Stored records
_ _ _ _ _ _ _
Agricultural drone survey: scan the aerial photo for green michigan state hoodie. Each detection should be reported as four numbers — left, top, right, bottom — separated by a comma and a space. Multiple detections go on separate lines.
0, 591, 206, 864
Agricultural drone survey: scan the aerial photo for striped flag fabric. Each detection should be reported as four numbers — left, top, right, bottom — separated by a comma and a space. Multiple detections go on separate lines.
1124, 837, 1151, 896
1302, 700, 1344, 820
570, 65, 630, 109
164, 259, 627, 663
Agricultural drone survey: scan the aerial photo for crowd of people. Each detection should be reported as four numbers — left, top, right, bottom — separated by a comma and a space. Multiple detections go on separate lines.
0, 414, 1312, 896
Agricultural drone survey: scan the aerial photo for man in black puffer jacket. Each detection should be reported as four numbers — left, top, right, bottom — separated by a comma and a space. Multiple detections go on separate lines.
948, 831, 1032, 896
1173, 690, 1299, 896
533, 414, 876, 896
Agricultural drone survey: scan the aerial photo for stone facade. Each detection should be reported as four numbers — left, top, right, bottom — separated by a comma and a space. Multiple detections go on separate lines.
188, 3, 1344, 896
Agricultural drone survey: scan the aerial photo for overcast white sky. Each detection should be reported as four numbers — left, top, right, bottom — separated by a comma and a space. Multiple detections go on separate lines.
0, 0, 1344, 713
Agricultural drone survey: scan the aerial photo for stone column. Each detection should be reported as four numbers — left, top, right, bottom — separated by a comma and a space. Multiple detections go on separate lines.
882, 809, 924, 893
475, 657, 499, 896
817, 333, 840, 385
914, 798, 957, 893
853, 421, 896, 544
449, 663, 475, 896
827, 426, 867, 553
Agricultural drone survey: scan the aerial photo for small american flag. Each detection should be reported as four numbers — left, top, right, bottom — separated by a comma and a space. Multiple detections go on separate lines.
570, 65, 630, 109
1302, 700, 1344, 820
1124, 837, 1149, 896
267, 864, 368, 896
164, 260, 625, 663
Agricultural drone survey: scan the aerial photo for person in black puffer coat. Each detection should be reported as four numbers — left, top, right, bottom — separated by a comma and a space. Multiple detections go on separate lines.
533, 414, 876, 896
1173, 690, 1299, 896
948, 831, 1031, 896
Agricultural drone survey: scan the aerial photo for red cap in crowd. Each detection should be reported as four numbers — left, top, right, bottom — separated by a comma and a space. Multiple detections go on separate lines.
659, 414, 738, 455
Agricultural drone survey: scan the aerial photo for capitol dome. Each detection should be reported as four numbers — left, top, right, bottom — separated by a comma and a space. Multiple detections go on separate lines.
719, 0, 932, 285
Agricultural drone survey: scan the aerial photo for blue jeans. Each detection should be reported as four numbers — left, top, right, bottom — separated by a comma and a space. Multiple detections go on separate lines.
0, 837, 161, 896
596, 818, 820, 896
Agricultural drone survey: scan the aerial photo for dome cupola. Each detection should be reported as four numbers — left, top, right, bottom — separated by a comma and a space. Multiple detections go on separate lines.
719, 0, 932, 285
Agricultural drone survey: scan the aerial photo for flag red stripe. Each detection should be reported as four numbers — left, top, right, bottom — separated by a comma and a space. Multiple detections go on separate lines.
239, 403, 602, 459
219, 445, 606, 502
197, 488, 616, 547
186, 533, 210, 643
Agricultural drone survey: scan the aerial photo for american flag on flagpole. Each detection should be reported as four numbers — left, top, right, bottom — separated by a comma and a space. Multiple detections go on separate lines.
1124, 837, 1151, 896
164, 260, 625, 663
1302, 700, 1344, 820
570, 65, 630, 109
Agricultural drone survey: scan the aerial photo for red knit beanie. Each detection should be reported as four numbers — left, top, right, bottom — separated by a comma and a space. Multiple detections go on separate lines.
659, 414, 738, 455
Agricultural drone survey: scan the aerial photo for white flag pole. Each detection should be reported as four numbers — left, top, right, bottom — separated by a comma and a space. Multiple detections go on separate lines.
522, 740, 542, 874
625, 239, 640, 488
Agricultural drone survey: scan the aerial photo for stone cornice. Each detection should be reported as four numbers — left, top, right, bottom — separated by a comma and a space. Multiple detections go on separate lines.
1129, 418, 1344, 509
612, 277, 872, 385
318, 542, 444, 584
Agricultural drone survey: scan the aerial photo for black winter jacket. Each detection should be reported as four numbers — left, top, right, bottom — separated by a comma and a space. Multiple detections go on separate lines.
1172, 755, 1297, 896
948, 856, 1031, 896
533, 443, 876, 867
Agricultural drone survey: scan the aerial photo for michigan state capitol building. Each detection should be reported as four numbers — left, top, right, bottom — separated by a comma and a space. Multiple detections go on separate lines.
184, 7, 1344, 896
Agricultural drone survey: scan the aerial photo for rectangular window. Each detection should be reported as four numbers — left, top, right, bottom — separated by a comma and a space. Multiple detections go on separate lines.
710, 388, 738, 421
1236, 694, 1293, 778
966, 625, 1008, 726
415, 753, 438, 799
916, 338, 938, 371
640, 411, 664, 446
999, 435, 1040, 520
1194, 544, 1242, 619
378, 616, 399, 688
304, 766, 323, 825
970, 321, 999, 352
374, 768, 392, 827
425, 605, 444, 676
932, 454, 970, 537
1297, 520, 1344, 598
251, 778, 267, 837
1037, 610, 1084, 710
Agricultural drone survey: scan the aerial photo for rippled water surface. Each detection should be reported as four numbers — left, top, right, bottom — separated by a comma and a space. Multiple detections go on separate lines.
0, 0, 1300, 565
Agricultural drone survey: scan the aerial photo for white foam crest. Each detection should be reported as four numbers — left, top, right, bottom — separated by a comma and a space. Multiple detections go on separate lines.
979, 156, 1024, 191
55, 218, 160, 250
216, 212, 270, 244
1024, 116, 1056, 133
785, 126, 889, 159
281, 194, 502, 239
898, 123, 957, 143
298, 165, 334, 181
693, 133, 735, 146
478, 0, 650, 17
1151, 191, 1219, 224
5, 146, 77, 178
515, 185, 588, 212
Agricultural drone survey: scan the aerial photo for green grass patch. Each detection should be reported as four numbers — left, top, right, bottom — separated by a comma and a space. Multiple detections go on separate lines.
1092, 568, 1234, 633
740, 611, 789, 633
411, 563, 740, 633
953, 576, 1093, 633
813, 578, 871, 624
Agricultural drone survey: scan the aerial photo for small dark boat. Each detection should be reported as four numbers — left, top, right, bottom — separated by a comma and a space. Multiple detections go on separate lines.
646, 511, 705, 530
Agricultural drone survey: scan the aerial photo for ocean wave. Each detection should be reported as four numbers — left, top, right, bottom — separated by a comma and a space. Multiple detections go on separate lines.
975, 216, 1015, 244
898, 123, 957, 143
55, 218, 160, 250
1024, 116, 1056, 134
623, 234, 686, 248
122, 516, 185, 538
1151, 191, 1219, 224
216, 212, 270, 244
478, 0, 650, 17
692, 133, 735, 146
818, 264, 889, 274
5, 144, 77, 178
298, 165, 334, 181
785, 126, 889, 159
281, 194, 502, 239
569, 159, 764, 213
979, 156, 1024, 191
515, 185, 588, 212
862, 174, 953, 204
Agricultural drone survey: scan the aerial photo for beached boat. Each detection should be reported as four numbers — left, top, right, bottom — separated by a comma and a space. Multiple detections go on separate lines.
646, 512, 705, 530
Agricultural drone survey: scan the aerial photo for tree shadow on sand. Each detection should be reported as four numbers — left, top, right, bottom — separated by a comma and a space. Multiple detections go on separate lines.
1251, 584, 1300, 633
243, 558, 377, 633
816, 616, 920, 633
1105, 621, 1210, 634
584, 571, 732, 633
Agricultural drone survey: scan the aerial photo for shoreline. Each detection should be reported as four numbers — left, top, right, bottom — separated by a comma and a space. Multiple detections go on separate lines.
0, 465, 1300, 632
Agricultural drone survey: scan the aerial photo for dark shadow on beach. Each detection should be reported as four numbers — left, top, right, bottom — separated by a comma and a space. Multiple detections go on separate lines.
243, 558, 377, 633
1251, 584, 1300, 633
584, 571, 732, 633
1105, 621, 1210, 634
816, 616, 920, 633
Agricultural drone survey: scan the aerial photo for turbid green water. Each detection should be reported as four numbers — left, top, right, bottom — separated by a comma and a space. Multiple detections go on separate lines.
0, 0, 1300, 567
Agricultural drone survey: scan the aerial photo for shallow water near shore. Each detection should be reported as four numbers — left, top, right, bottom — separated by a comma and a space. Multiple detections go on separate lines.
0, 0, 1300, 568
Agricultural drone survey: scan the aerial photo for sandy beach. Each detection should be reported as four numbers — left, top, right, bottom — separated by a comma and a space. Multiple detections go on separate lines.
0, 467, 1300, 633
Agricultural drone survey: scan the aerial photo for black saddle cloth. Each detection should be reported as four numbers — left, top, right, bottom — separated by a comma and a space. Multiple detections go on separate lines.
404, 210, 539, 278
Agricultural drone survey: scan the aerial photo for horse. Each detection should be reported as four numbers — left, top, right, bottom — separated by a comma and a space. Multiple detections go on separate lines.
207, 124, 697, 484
_ _ _ _ _ _ _
[The task] Scale the data from the line containing "for black saddle" through the end of the data, inclusive. Reproduce every line with the requests unchanged, and multiply each bounding-box coordinate in the answers by 2.2, rounding to whole numbers with halves rounded up.

[The response]
Agricultural drone survey: scan the aerial photo for black saddle cloth. Each detection should be reported as four numbers — left, top, right, bottom — separated by a comma and a space. Multiple detections go on separate lines.
889, 462, 1186, 612
Agricultural drone survey: scan the aerial photo for horse. Each detection should be reported as four numbers — left, top, right, bottom — separated by a comma and a space. Multiple detections go on separate lines.
455, 273, 1533, 1065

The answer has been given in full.